Copy out every line of the records below word for word, leaving the pictures out.

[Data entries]
start
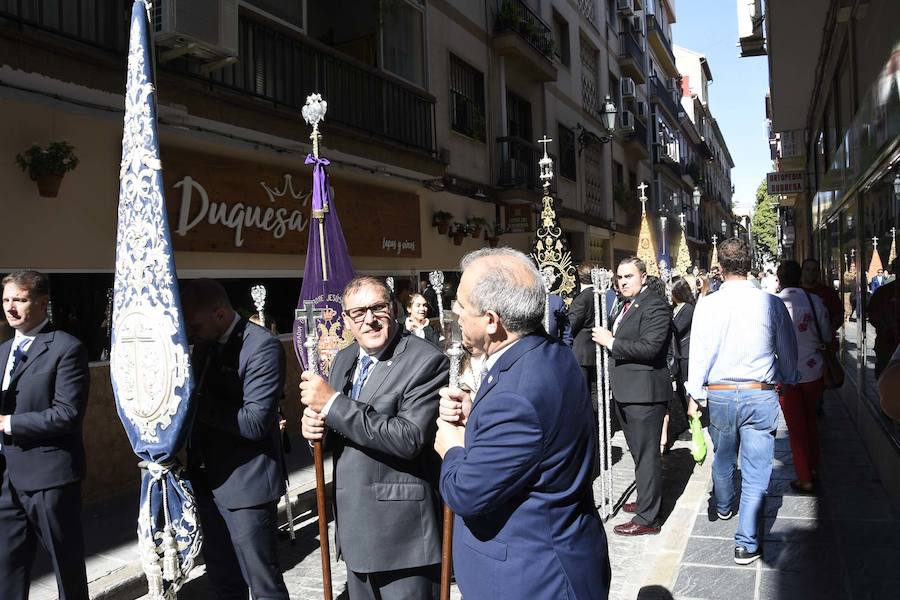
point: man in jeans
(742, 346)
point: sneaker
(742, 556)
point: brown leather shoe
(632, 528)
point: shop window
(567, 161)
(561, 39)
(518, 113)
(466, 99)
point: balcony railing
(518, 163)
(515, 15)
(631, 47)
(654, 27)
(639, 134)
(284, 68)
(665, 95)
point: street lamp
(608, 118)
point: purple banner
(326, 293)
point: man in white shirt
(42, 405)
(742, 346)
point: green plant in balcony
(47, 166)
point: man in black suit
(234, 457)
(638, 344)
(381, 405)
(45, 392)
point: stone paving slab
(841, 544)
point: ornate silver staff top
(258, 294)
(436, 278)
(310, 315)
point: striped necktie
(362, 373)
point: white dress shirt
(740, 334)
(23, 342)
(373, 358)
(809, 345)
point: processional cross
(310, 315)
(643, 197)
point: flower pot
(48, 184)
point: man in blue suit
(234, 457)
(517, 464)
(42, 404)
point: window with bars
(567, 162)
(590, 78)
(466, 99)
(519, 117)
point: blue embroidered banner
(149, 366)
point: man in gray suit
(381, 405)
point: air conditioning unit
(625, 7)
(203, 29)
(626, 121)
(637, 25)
end
**TASK OUTPUT**
point: man in jeans
(742, 346)
point: sneaker
(742, 556)
point: brown leather shoe
(632, 528)
point: shop window
(567, 161)
(561, 39)
(518, 113)
(466, 99)
point: balcony railing
(518, 163)
(515, 15)
(631, 47)
(654, 27)
(639, 134)
(284, 68)
(665, 95)
point: street lamp
(608, 118)
point: purple banner
(326, 293)
point: man in white shirt
(42, 405)
(742, 346)
point: green plant in balcony
(47, 166)
point: man in black suit
(234, 457)
(638, 344)
(381, 405)
(45, 392)
point: stone paving slab
(841, 544)
point: ornate silver staff top
(258, 294)
(436, 278)
(310, 315)
point: striped necktie
(362, 373)
point: white dress shirt
(740, 334)
(23, 342)
(373, 358)
(809, 345)
point: processional cross
(310, 315)
(643, 197)
point: flower pot
(48, 184)
point: man in blue suit
(234, 457)
(517, 464)
(42, 404)
point: window with bars
(567, 162)
(590, 78)
(466, 99)
(519, 117)
point: blue embroidered banner
(149, 366)
point: man in gray suit
(381, 405)
point: air conditioning unit
(625, 7)
(203, 29)
(626, 121)
(637, 25)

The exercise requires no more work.